Records of labeled points
[BEGIN]
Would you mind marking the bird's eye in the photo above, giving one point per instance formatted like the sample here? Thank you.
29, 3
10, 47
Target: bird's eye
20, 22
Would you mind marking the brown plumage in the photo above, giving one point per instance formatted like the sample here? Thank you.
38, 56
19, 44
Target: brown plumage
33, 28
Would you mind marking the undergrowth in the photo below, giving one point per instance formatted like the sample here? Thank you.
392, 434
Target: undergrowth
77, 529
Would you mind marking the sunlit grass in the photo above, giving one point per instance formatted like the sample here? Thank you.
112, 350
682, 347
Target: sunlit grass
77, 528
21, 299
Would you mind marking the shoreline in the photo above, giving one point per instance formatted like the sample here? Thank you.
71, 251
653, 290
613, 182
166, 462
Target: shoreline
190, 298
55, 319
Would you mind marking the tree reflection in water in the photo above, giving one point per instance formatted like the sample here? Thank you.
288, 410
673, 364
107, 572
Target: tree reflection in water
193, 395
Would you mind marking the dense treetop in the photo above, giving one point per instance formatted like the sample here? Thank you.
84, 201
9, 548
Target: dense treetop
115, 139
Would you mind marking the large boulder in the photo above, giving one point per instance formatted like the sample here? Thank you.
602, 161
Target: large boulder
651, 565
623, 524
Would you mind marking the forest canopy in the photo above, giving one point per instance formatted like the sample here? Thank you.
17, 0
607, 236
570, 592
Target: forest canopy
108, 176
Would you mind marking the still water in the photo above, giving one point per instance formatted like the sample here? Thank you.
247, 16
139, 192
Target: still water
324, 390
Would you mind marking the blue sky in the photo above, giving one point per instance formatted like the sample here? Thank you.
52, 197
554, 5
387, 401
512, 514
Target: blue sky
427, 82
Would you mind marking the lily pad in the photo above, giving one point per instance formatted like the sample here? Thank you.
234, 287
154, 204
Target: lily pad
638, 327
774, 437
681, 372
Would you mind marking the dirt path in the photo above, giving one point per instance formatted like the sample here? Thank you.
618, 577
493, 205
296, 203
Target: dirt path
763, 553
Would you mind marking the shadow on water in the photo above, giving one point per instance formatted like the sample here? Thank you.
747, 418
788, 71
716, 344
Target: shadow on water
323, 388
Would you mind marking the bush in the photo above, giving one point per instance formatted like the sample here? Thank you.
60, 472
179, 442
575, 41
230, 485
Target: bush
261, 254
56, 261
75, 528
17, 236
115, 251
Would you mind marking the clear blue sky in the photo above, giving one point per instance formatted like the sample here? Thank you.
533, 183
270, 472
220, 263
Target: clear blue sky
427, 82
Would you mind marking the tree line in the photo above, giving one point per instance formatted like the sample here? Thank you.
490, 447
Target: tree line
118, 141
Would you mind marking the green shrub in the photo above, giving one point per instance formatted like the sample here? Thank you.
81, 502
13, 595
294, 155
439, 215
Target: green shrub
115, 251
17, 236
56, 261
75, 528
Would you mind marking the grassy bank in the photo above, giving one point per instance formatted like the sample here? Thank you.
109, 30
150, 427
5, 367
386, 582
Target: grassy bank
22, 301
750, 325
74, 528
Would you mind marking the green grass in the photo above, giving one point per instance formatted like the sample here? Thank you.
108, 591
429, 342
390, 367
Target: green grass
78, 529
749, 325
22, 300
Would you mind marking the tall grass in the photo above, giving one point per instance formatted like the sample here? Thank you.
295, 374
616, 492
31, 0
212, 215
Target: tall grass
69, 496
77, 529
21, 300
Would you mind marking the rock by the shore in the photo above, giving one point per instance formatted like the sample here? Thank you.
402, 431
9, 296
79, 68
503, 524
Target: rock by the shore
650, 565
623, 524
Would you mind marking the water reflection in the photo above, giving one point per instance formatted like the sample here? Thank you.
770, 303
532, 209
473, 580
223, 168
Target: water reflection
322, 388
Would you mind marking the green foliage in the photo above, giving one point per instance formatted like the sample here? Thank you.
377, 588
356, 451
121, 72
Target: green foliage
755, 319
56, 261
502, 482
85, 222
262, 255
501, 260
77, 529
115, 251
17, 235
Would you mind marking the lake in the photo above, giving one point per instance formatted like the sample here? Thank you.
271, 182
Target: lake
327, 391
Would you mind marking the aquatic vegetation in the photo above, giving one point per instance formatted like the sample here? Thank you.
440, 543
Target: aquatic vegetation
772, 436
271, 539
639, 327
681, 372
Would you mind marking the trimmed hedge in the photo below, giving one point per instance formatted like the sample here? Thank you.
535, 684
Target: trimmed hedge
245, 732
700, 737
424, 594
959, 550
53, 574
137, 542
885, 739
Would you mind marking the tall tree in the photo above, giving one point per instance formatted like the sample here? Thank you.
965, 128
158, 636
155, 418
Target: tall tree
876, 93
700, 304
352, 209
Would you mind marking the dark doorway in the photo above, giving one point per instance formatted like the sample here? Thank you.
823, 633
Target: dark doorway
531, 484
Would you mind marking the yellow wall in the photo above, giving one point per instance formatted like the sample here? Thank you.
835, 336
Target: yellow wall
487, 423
[END]
Exercise requirements: Reproduce each record exactly, leaving nothing out.

Result of this task:
Would you mind marking the bird's eye in the photo above, giving one point per instance formatted like the sample here? Thank you.
29, 3
10, 47
Target: bird's eye
20, 22
Would you mind marking the brown plumage in the photo above, giving one point per instance formatted like the sample here? Thank you.
38, 56
19, 44
Target: brown plumage
33, 28
Would you mind marking the undergrowth in the photo below, giving one point per instance formatted like the sample here? Thank you.
392, 434
Target: undergrowth
77, 529
Would you mind marking the sunlit grass in the photo above, giving one point per instance formatted like the sample here? Thank you.
112, 350
682, 347
Target: sunlit grass
77, 528
21, 299
Would you mind marking the shoreline in the photo above, giving one point per instance formatted like the sample here? Thank you.
71, 251
653, 290
613, 182
166, 462
Target: shoreline
190, 298
55, 319
Would you mind marking the tree reflection in water in the photo above, giving one point per instance formatted like the sample here? Thank you.
288, 410
673, 364
107, 572
Target: tree reflection in water
193, 395
Would you mind marking the dense treetop in the photo above, giving one point per instance formatted like the sample here? Thank you.
84, 201
9, 548
Target: dense treetop
115, 139
Would you mind marking the large boulder in the photo above, giving one point per instance formatted like the sample here? Thank you.
602, 161
Target: large boulder
651, 565
623, 524
Would you mind marking the forest canopy in the photo above, giving one point per instance formatted like the sample here? Thank you.
17, 0
607, 236
570, 592
Target: forest canopy
108, 176
Would you mind marking the still water in the photo above, giving one point per instance formatted like the sample here? Thank you.
247, 16
139, 192
Target: still water
324, 390
Would you mind marking the blue sky in the photo above, giving one point per instance formatted like the sample here? Thank you.
52, 197
554, 5
387, 401
512, 514
Target: blue sky
427, 82
Would you mind marking the lily pad in the photo above, giving one point per instance formatted like the sample here? Thank you.
234, 287
154, 204
Target: lily pad
638, 327
774, 437
681, 372
Would you mind marking the dirt path in the photo above, giving one point per instance formatted like the sample here? Thank you.
618, 577
493, 205
296, 203
Target: dirt path
763, 553
Would you mind marking the shadow on water in the photo above, giving one point per instance formatted like the sample here? Thank you.
747, 418
788, 71
716, 344
Target: shadow on water
323, 388
Would you mind marking the bush in the photo above, giving one point per instance formatted like the sample here? Thank you.
60, 472
179, 442
575, 41
230, 485
Target: bush
261, 254
56, 261
75, 528
17, 236
115, 251
Would you mind marking the clear blue sky in the photo above, giving one point per instance formatted like the sample here? Thank you.
533, 183
270, 472
220, 263
Target: clear blue sky
427, 82
Would you mind marking the tree line in the photo above, giving one point per instance formatted like the sample here? Thank you.
490, 447
Target: tree line
118, 141
Would you mind marking the green shrub in the photo above, giving one point per instance formatted like the sample here? Thank you.
81, 502
13, 595
294, 155
439, 215
Target: green shrub
115, 251
17, 236
56, 261
75, 528
Would you mind marking the grassy bank in the photo above, giving one point per instance formatted like the sample here? Thank you.
109, 30
150, 427
5, 367
386, 582
Target: grassy bank
22, 301
750, 325
74, 528
Would you mind marking the green grass in the photo above, giving one point per instance formatted like the sample here? Thank you.
108, 591
429, 342
390, 367
Target: green grass
78, 529
749, 325
22, 300
Would you mind marking the tall grass in the photo above, giving one point per instance formatted like the sample here? Thank you.
295, 374
616, 492
31, 0
212, 215
Target: tall grass
69, 496
77, 529
21, 300
Would you mind marking the rock by the shore in the photo above, giving one point per instance formatted like the sample here? Thank you.
402, 431
9, 296
79, 68
503, 524
Target: rock by the shore
650, 565
623, 524
Would you mind marking the water reflection in the photo above, giving one point per instance formatted like the sample here? Thank you.
770, 303
532, 209
473, 580
223, 168
Target: water reflection
322, 388
Would you mind marking the green foliage in the photo above, giving one point per instance formatted like the sample here? Thank you.
377, 588
356, 451
121, 72
Target: green foliage
755, 319
56, 261
502, 482
85, 222
262, 255
501, 260
77, 529
115, 251
17, 235
Would you mind marking the lake in the photo above, giving one point per instance formatted like the sample here? Thank you.
271, 182
Target: lake
327, 391
Would you mind marking the aquatic vegetation in the photo above, giving one point per instance formatted like the sample here? Thank you.
440, 543
Target: aquatic vegetation
772, 436
271, 539
639, 327
681, 372
Would you mind marking the trimmed hedge in the photo below, giving one point per instance formatted like the sample here? Thank you.
535, 684
Target: trimmed hedge
245, 732
700, 737
424, 594
959, 550
53, 574
137, 542
885, 739
Would you mind marking the tall tree in the photo above, giving one point per instance formatted like the sample here? Thank you.
965, 128
158, 636
155, 418
Target: tall tree
876, 93
700, 304
352, 209
Would you mind marking the dark doorway in the photo above, giving one point per instance formatted like the sample here? Thank you.
823, 633
Target: dark doorway
531, 484
Would you mind marking the yellow wall in the photo above, giving one point per instance formatted like the sample here? Thank you.
835, 336
Target: yellow wall
487, 423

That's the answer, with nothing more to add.